*** The input ***

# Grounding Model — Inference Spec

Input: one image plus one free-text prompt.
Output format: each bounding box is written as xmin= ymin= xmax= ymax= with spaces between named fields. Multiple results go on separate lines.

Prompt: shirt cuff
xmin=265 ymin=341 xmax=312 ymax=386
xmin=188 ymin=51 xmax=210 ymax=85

*** End of The input ***

§ **What to produce**: Transcribe every entry exactly as it reads.

§ **Response area**:
# Grounding Model — Inference Spec

Input: one image plus one free-text prompt.
Output format: each bounding box is written as xmin= ymin= xmax= ymax= with spaces between named fields. Multiple results go on separate lines.

Prompt: shirt cuff
xmin=265 ymin=341 xmax=312 ymax=386
xmin=188 ymin=51 xmax=210 ymax=85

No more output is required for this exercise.